CMSC 421: Principles of Operating Systems

Project 1: SHA-3 Kernel Module

This project is due on Thursday, April 27, at 11:59:59 PM (Eastern daylight time). You must use the submit to turn in your homework like so: submit cs421_jtang proj1 sha3.c sha3-test.c

Your module code must be named sha3.c, and it will be compiled against a 4.9 Linux kernel source tree, via the Kbuild supplied below. It must not have any compilation warnings; warnings will result in grading penalties. This module code must be properly indented and have a file header comment, as described on the coding conventions page. Prior to submission, use the kernel's indentation script to reformat your code, like so:

    ~/linux/scripts/Lindent sha3.c
  

In addition, you will write a unit test program, sha3-test.c, and it will be compiled on Ubuntu 16.04 as follows:

  gcc ‐‐std=c99 ‐Wall ‐O2 ‐pthread ‐o sha3-test sha3-test.c ‐lm
There must not be any compilation warnings in your submission; warnings will result in grading penalties. In addition, this code must also have a file header comment and be properly indented. You will submit this test code along with your module code.

The Secure Hashing Algorithm (SHA-1) is one of the fundamental cryptographic algorithms underlying most modern-day Internet security. SHA-1 is used to authenticate websites and documents; without it attackers can easily impersonate people and institutions (such as your bank website). In February 2017, researchers at Google announced a practical attack on SHA-1. Thus it is prudent for people to switch to more secure algorithms.

Complete the following:
1) In the SHA-3 project description, on which version of Ubuntu is the unit test program compiled?
2) Proceed with the SHA-3 project description, starting after its last sentence.

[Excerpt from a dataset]
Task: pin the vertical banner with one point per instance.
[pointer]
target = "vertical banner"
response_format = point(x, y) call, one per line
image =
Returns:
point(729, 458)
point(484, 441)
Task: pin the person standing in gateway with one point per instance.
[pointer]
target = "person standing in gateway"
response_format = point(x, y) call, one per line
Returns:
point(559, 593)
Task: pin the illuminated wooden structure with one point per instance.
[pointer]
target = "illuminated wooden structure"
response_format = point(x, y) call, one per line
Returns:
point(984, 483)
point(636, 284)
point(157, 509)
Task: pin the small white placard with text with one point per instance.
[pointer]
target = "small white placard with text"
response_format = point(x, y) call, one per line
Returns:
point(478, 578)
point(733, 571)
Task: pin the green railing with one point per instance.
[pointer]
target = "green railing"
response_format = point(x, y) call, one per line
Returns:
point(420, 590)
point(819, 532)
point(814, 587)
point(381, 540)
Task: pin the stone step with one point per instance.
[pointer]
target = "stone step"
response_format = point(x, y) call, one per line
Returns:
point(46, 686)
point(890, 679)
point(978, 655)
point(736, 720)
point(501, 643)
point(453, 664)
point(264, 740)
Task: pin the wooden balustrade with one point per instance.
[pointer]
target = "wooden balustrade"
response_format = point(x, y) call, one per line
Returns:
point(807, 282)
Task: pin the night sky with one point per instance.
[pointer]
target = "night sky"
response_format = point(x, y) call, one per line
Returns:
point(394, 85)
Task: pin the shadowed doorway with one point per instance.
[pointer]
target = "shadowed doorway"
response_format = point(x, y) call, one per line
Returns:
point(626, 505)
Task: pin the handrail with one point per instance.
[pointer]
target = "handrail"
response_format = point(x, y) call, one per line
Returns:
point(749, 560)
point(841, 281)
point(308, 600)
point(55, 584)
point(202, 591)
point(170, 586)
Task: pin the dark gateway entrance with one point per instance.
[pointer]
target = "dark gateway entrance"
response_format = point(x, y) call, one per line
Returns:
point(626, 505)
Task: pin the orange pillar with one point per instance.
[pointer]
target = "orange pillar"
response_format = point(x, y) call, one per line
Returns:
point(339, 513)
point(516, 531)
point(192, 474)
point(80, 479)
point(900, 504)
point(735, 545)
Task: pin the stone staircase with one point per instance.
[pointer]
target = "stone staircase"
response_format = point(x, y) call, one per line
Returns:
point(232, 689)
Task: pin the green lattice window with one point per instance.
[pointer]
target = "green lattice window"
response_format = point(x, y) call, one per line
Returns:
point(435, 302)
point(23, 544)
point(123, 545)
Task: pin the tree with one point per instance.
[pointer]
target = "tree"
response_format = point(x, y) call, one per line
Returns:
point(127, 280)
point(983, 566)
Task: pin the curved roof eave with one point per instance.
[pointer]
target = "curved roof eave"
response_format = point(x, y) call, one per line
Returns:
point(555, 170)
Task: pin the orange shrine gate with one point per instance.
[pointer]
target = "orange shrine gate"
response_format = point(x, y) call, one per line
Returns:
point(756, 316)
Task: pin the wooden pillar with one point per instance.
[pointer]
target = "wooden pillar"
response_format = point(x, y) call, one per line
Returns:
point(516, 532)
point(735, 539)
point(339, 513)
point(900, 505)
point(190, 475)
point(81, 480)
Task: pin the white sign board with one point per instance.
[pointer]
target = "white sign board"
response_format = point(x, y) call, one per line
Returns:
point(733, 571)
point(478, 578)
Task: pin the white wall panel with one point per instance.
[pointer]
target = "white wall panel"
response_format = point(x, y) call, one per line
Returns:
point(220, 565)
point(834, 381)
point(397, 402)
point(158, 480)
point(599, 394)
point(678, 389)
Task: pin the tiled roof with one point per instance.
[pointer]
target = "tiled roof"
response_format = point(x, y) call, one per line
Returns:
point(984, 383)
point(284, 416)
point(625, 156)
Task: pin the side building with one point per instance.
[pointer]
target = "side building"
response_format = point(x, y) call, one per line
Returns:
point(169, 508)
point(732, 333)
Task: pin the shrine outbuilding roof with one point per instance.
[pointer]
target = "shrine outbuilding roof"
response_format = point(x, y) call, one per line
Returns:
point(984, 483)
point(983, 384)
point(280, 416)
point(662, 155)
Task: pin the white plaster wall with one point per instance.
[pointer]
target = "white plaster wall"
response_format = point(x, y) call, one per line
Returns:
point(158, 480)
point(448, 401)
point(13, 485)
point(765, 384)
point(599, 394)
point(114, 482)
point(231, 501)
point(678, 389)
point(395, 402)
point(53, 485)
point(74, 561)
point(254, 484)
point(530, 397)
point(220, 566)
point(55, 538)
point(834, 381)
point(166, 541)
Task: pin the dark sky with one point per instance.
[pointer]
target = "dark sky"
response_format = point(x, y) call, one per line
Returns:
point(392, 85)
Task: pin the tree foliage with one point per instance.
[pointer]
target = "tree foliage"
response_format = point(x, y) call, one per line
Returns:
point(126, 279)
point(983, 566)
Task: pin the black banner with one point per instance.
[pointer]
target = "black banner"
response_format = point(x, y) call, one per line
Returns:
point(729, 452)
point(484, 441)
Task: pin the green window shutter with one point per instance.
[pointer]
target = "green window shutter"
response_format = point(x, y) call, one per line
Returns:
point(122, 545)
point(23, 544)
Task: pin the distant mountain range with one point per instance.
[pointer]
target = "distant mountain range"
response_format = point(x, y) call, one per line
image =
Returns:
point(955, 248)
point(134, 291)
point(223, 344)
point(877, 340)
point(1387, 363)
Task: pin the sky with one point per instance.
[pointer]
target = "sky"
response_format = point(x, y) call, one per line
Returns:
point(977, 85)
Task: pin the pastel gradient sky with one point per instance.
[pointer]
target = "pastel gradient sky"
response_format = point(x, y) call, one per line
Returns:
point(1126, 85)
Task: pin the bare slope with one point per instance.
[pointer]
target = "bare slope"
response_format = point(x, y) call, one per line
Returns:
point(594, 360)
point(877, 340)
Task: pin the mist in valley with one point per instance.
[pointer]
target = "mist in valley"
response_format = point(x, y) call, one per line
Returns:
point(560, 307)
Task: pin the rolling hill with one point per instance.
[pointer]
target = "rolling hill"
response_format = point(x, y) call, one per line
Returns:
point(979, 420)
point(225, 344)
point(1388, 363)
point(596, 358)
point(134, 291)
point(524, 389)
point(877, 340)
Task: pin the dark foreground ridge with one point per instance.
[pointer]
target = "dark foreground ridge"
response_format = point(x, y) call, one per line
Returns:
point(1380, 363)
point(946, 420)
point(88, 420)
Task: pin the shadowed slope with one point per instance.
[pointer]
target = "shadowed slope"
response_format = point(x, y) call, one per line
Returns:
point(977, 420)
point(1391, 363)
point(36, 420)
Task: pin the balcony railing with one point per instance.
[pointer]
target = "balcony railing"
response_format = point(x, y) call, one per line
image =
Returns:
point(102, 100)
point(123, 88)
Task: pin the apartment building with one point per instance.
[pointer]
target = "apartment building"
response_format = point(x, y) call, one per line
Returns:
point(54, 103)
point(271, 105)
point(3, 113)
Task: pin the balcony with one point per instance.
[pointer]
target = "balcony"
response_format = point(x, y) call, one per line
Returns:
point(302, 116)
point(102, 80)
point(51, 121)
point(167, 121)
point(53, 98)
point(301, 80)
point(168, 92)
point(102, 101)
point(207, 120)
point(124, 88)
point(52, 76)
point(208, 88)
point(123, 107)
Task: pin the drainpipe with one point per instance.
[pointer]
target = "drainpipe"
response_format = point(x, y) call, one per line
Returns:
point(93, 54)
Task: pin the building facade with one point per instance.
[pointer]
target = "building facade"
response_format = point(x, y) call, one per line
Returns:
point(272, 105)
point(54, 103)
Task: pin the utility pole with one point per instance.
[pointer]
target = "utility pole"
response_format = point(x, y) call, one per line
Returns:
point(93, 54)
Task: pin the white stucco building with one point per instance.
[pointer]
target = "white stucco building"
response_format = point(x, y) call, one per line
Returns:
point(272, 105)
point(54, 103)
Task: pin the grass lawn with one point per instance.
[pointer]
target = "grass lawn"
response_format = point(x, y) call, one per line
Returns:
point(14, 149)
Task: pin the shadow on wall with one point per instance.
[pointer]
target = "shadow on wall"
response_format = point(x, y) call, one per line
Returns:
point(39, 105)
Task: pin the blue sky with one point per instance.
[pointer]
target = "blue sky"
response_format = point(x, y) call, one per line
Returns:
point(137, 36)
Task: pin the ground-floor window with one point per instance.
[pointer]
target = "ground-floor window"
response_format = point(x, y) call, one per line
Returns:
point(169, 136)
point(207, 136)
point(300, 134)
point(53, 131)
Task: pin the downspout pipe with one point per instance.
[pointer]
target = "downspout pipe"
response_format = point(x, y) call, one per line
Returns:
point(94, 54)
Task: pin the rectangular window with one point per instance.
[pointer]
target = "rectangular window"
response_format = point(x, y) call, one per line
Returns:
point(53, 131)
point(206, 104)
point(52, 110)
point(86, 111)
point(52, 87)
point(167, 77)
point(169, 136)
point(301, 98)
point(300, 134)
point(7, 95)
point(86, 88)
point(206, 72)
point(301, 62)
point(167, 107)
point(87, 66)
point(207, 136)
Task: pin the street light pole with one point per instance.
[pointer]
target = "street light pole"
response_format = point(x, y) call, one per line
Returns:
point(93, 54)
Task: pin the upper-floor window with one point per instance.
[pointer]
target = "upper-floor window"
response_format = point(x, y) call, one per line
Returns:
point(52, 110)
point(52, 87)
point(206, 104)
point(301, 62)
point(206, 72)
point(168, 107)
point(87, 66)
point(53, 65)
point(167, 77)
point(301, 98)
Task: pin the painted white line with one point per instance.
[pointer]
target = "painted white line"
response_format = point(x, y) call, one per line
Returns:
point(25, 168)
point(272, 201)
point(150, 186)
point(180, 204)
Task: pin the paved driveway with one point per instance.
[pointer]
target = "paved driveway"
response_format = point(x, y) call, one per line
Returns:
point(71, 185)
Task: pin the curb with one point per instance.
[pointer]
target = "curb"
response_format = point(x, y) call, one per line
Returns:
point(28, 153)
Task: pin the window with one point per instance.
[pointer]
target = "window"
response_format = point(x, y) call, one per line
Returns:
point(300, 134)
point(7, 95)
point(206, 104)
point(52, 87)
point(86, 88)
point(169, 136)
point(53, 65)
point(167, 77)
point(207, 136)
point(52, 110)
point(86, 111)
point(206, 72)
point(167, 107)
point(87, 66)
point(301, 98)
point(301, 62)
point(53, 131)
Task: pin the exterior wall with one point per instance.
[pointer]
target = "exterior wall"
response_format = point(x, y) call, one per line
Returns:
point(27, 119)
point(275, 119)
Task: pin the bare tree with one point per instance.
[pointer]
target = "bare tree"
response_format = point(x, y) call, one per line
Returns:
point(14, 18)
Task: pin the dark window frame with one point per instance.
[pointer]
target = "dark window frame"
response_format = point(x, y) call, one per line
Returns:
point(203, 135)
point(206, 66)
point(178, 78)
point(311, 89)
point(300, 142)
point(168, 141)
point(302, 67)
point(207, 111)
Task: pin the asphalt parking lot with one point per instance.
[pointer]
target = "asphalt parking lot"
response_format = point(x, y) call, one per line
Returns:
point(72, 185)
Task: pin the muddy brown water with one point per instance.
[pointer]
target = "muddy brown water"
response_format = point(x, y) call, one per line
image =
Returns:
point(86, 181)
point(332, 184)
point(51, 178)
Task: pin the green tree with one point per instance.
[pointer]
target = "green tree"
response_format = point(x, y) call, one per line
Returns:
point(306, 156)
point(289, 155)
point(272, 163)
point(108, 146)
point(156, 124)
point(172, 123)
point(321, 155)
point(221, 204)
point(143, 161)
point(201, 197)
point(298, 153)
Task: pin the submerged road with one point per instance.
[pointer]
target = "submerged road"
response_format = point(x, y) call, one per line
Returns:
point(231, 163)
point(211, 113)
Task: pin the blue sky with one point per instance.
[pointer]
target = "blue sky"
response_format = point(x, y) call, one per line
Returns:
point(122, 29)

Answer set:
1) Ubuntu 16.04

2)
A hashing algorithm takes some arbitrary input data and calculates a unique identifier. This unique identifier is known as the message digest (or simply digest) for the input. Any change to the input, regardless of how innocuous it is, will result in a completely different digest. Furthermore, given a particular digest, it is infeasible for a person to derive the original input data, assuming the hashing algorithm is secure. As noted in the Google blog post above, SHA-1 is now known to fail this property.

As an example of how a hashing algorithm works, the input string CMSC 421 will result in the following SHA-3 512-bit digest:

    ae1cdc700fee269bece4e58a629b4666c5cd10acb85ced551634b53f4f5da51d37a4609bd1e291d349ffc1e592fb3667bf62c1e267315bec8bac119c0a6ab9dc
  
Try out other input strings via this handy online SHA-3 implementation.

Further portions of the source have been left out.